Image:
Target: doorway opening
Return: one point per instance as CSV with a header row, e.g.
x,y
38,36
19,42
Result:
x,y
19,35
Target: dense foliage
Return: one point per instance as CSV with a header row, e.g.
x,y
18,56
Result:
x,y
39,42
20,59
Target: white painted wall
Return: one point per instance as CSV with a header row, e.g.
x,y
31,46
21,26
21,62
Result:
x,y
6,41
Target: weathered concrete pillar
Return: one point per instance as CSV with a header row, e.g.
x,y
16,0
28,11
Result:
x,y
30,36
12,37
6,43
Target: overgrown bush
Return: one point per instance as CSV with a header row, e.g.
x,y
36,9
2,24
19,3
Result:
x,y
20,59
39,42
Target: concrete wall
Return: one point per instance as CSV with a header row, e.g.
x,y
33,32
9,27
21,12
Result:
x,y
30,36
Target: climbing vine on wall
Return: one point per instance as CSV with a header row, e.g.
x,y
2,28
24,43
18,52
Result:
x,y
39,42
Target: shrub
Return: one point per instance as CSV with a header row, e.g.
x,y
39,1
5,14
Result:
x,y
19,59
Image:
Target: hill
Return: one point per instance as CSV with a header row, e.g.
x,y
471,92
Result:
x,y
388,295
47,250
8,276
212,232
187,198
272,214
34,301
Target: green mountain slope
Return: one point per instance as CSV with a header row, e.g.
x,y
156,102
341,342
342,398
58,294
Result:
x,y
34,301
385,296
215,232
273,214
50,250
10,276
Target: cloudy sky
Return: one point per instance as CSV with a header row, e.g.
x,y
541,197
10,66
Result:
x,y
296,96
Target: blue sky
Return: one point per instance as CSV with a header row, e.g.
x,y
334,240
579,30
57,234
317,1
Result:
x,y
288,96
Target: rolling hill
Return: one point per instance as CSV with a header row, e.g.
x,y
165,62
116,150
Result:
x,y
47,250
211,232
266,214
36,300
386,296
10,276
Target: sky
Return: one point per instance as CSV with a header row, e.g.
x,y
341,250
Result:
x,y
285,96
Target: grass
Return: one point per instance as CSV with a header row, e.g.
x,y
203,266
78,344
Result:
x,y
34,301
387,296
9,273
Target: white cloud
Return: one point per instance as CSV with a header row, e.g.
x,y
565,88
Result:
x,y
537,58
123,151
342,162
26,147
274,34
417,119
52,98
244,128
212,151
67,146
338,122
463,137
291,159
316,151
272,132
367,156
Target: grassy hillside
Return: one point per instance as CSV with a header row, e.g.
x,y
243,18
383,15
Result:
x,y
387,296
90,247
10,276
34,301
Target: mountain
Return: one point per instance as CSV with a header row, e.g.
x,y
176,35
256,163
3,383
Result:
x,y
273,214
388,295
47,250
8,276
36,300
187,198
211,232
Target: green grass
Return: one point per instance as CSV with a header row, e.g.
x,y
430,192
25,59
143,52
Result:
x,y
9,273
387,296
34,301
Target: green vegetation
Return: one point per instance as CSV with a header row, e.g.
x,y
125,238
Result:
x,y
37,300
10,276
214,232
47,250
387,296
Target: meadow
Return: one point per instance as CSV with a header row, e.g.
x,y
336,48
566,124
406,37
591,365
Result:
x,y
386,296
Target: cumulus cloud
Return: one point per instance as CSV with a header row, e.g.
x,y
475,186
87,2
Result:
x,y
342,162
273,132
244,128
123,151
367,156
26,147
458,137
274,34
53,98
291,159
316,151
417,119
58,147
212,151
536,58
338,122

------------------------------------------------

=== What you will do ===
Make a word-for-word copy of the records.

=== Output for this exercise ===
Image:
Target: doorway opening
Return: one point per instance as CSV with a header row, e.g.
x,y
38,36
19,42
Result:
x,y
19,35
Target: dense foliage
Return: one point per instance as CSV with a header row, e.g.
x,y
18,56
Result:
x,y
39,42
20,59
Target: white painted wall
Return: one point per instance as CSV with a header row, e.g.
x,y
31,46
21,26
21,62
Result:
x,y
6,41
Target: weathered concrete pillar
Return: one point per instance as CSV with a header row, e.g.
x,y
16,0
28,11
Result:
x,y
30,36
12,37
6,43
Target: overgrown bush
Return: one point per instance as CSV with a header row, e.g.
x,y
36,9
2,24
19,3
Result:
x,y
20,59
39,42
Target: concrete wall
Return: one point per instance as CSV with a header row, e.g.
x,y
33,32
9,27
21,12
Result:
x,y
30,36
Target: climbing vine on wall
Return: one point per instance as CSV with a header row, e.g.
x,y
2,28
24,43
18,52
Result:
x,y
39,42
Target: shrub
Return: one point per instance as CSV with a header row, e.g.
x,y
39,1
5,14
Result:
x,y
19,59
Image:
Target: hill
Return: one point per instance as CSV with a header row, e.g.
x,y
471,92
Result:
x,y
388,295
47,250
8,276
212,232
187,198
272,214
34,301
Target: green mountain slope
Return: one point per instance as CSV with a header row, e.g.
x,y
156,102
341,342
342,398
58,294
Result:
x,y
34,301
385,296
215,232
273,214
50,250
10,276
Target: cloudy sky
Return: one point per instance as CSV with a header row, e.g.
x,y
541,197
10,66
Result:
x,y
296,96
Target: blue sky
Return: one point per instance as CSV with a header row, e.g.
x,y
334,240
579,30
57,234
317,1
Result:
x,y
288,96
Target: rolling hill
Return: one point per instance as CSV with a header row, e.g.
x,y
165,62
116,150
Result:
x,y
47,250
211,232
266,214
36,300
386,296
10,276
Target: sky
Return: one point per instance as CSV with a header row, e.g.
x,y
341,250
Result:
x,y
285,96
Target: grass
Return: one point per instance as CSV with a header row, e.g.
x,y
203,266
78,344
Result:
x,y
34,301
387,296
9,273
Target: white cloud
Return: one point per instance as CSV with a header row, e.g.
x,y
565,88
Result:
x,y
537,58
123,151
342,162
26,147
274,34
417,119
52,98
244,128
212,151
67,146
338,122
463,137
291,159
316,151
272,132
367,156
Target: grassy hillside
Return: one point per instance as CSV with a header row, e.g.
x,y
243,18
383,15
Result:
x,y
387,296
90,247
10,276
34,301
Target: mountain
Return: one point per instance as CSV with a header row, e.g.
x,y
176,35
256,163
3,383
Result:
x,y
273,214
388,295
47,250
8,276
36,300
187,198
211,232
Target: green grass
Return: one point per instance as CSV with a header row, e.g.
x,y
430,192
25,59
143,52
Result:
x,y
9,273
387,296
34,301
Target: green vegetation
Return: one point per instance as CSV with a header row, e.g.
x,y
125,238
Result:
x,y
37,300
10,276
214,232
47,250
387,296
Target: meadow
Return: one point per instance as CSV with a header row, e.g.
x,y
336,48
566,124
406,37
591,365
Result:
x,y
386,296
Target: cumulus cloud
Return: one point per instance as CSV with a header row, e.g.
x,y
475,186
87,2
Result:
x,y
342,162
273,132
244,128
123,151
367,156
26,147
458,137
274,34
53,98
291,159
316,151
417,119
58,147
212,151
536,58
338,122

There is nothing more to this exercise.